Exercise brief. Nothing but the lines from the one containing "Segment every instance of the **autumn" to the end of the data should be returned, each exactly as written.

Saved entries:
-- Opening Marker --

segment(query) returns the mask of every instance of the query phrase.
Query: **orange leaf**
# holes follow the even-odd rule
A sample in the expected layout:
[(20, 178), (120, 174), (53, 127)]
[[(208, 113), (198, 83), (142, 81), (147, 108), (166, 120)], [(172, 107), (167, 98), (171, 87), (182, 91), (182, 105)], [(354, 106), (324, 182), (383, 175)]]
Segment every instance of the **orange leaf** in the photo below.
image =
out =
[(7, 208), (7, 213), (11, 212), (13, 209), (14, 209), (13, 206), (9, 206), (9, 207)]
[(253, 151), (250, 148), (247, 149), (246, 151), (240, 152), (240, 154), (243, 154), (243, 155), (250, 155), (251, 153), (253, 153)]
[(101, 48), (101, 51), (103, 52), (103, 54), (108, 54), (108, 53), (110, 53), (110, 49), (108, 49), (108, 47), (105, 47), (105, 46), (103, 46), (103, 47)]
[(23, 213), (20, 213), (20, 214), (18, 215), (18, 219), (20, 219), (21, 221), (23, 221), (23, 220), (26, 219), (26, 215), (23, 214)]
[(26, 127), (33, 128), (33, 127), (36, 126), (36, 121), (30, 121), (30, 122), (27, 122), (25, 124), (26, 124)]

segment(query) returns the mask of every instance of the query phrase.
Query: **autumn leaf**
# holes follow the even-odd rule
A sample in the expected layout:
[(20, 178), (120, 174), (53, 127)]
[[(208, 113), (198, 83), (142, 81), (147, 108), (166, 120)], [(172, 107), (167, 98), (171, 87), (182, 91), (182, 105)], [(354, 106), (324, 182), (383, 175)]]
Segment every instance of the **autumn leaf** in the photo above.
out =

-- Closing Marker --

Response.
Segment every instance of the **autumn leaf** in the photo above.
out =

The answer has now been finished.